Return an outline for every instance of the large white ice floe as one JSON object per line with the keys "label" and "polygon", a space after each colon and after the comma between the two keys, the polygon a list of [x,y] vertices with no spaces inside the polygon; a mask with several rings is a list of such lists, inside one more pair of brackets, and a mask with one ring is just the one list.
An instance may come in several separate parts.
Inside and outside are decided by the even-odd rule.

..........

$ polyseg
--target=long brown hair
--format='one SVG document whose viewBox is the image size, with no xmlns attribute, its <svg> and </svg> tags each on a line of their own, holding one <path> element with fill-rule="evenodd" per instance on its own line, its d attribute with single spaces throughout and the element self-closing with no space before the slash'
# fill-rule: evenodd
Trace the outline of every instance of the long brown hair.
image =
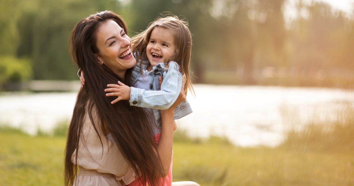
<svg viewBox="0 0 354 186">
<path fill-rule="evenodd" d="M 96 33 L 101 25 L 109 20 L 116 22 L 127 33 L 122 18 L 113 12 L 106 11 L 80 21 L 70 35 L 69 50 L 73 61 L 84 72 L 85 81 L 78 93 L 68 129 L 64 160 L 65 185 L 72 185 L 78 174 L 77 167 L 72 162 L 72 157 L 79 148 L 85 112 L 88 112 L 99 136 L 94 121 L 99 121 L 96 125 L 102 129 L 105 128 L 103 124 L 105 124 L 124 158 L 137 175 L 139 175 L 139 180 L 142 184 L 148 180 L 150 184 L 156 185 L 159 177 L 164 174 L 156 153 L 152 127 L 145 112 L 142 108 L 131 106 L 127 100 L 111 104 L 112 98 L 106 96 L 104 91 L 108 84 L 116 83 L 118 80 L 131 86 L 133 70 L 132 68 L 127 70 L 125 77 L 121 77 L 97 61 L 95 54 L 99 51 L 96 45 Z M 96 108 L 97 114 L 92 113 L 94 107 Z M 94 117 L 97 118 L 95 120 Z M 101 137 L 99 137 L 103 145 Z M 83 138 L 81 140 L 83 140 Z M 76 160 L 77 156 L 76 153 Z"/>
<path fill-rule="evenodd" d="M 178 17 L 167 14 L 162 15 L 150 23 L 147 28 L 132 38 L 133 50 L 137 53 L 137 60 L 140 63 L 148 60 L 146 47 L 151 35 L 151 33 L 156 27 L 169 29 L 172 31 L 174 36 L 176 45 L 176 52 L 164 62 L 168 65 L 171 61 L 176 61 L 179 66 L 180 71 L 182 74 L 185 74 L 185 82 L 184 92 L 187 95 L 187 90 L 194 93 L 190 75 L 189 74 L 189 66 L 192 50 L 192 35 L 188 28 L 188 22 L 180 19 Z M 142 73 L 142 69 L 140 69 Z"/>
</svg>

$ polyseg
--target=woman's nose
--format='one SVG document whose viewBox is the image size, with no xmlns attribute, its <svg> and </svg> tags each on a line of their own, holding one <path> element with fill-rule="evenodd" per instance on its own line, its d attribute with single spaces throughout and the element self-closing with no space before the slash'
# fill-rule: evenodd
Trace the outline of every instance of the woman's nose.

..........

## AIM OF THE EXERCISE
Retype the lines from the one containing "Return an outline" through the one containing "Inside and outside", both included, with no changes.

## ANSWER BELOW
Return an outline for every instance of the large white ice floe as one JSON object per line with the keys "label" and "polygon", a space after each colon and after the comma between the two keys, the polygon a list of [x,y] vertices with no spaces inside the polygon; a mask with several rings is a list of such lists, inside one more pair of brackets, and a mask with one ring is just the one list.
An instance may come in several separate parts.
Inside and outside are decided by the even-odd rule.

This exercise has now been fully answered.